Requirements: Take down each entry exactly as written.

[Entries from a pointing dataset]
_ _ _ _ _ _ _

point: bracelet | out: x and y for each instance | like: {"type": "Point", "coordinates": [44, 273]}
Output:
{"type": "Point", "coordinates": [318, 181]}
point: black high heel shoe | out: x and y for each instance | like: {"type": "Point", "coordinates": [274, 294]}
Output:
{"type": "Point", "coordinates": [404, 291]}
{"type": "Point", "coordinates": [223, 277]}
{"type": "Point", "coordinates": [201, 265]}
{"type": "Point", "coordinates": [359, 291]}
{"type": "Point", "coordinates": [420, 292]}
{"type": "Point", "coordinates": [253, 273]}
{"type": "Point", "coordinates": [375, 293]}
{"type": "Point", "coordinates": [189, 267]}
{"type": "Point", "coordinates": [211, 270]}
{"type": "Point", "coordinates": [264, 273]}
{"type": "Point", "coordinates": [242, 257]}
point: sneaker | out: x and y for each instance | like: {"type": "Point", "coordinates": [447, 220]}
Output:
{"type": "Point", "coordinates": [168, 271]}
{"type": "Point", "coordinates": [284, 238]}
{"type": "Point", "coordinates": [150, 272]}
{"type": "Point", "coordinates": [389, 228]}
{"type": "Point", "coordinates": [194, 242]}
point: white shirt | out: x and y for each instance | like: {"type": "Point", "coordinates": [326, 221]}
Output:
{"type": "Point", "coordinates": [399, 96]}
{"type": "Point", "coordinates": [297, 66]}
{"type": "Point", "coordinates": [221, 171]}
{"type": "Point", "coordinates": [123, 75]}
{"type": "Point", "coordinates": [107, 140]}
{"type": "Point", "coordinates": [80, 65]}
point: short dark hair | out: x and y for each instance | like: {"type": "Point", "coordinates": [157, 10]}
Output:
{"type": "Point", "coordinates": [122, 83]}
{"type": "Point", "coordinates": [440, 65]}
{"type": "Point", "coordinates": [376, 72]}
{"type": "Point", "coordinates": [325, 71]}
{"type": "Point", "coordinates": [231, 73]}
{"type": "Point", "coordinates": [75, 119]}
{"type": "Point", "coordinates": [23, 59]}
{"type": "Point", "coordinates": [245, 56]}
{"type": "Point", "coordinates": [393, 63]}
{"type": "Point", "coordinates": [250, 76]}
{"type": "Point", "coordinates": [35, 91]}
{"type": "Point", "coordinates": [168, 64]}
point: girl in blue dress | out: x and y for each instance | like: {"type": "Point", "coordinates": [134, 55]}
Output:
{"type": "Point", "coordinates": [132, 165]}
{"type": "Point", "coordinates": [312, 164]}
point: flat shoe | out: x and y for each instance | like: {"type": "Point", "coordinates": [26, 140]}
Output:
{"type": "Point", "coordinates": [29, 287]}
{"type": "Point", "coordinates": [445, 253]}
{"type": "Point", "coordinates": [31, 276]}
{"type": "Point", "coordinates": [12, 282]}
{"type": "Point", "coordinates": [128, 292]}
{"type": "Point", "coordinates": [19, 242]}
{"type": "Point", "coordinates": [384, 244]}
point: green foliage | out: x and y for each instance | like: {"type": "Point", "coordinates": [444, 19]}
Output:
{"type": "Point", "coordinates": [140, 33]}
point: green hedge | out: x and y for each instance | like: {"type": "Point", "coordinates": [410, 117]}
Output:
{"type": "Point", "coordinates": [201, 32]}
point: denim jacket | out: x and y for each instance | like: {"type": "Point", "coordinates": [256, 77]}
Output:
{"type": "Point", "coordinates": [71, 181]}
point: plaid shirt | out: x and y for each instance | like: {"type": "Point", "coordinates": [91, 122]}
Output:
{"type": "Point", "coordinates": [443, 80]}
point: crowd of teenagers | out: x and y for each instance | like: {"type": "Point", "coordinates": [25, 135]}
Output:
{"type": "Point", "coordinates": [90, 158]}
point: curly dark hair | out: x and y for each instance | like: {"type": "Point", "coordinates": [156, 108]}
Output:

_ _ _ _ _ _ _

The result:
point: bracelet | out: x and y for each instance | like: {"type": "Point", "coordinates": [44, 273]}
Output:
{"type": "Point", "coordinates": [318, 181]}
point: black high heel shoe | out: x and y for each instance | like: {"type": "Point", "coordinates": [274, 294]}
Output:
{"type": "Point", "coordinates": [404, 291]}
{"type": "Point", "coordinates": [223, 277]}
{"type": "Point", "coordinates": [201, 265]}
{"type": "Point", "coordinates": [359, 291]}
{"type": "Point", "coordinates": [420, 292]}
{"type": "Point", "coordinates": [253, 273]}
{"type": "Point", "coordinates": [375, 293]}
{"type": "Point", "coordinates": [189, 267]}
{"type": "Point", "coordinates": [211, 270]}
{"type": "Point", "coordinates": [264, 273]}
{"type": "Point", "coordinates": [242, 257]}
point: sneaker | out: x and y for each instance | like: {"type": "Point", "coordinates": [447, 220]}
Output:
{"type": "Point", "coordinates": [168, 271]}
{"type": "Point", "coordinates": [284, 238]}
{"type": "Point", "coordinates": [150, 272]}
{"type": "Point", "coordinates": [389, 228]}
{"type": "Point", "coordinates": [194, 242]}
point: white shirt | out: x and y for each instance | like: {"type": "Point", "coordinates": [326, 221]}
Output:
{"type": "Point", "coordinates": [399, 96]}
{"type": "Point", "coordinates": [297, 66]}
{"type": "Point", "coordinates": [221, 171]}
{"type": "Point", "coordinates": [123, 75]}
{"type": "Point", "coordinates": [107, 140]}
{"type": "Point", "coordinates": [80, 65]}
point: short dark hair | out: x and y for each instance | like: {"type": "Point", "coordinates": [157, 10]}
Output:
{"type": "Point", "coordinates": [122, 83]}
{"type": "Point", "coordinates": [440, 65]}
{"type": "Point", "coordinates": [376, 72]}
{"type": "Point", "coordinates": [325, 71]}
{"type": "Point", "coordinates": [231, 73]}
{"type": "Point", "coordinates": [75, 119]}
{"type": "Point", "coordinates": [23, 59]}
{"type": "Point", "coordinates": [245, 56]}
{"type": "Point", "coordinates": [393, 63]}
{"type": "Point", "coordinates": [250, 76]}
{"type": "Point", "coordinates": [35, 91]}
{"type": "Point", "coordinates": [168, 64]}
point: girl in blue dress | out: x and y for each instance | like: {"type": "Point", "coordinates": [134, 55]}
Output:
{"type": "Point", "coordinates": [132, 165]}
{"type": "Point", "coordinates": [312, 164]}
point: flat shoe | out: x and y for each instance | like: {"type": "Point", "coordinates": [26, 140]}
Output:
{"type": "Point", "coordinates": [29, 287]}
{"type": "Point", "coordinates": [445, 253]}
{"type": "Point", "coordinates": [31, 276]}
{"type": "Point", "coordinates": [12, 282]}
{"type": "Point", "coordinates": [128, 292]}
{"type": "Point", "coordinates": [19, 242]}
{"type": "Point", "coordinates": [384, 244]}
point: green foliage | out: x and y for each instance | like: {"type": "Point", "coordinates": [444, 19]}
Output:
{"type": "Point", "coordinates": [140, 33]}
point: green hedge | out: x and y for each instance | like: {"type": "Point", "coordinates": [410, 117]}
Output:
{"type": "Point", "coordinates": [201, 32]}
point: denim jacket | out: x and y for each instance | like: {"type": "Point", "coordinates": [256, 77]}
Output:
{"type": "Point", "coordinates": [71, 181]}
point: plaid shirt | out: x and y for each instance | like: {"type": "Point", "coordinates": [91, 122]}
Output:
{"type": "Point", "coordinates": [443, 80]}
point: crowd of teenagers | out: x and y for each instance | like: {"type": "Point", "coordinates": [25, 135]}
Output:
{"type": "Point", "coordinates": [90, 158]}
point: curly dark hair | out: x and y for each instance | like: {"type": "Point", "coordinates": [156, 108]}
Output:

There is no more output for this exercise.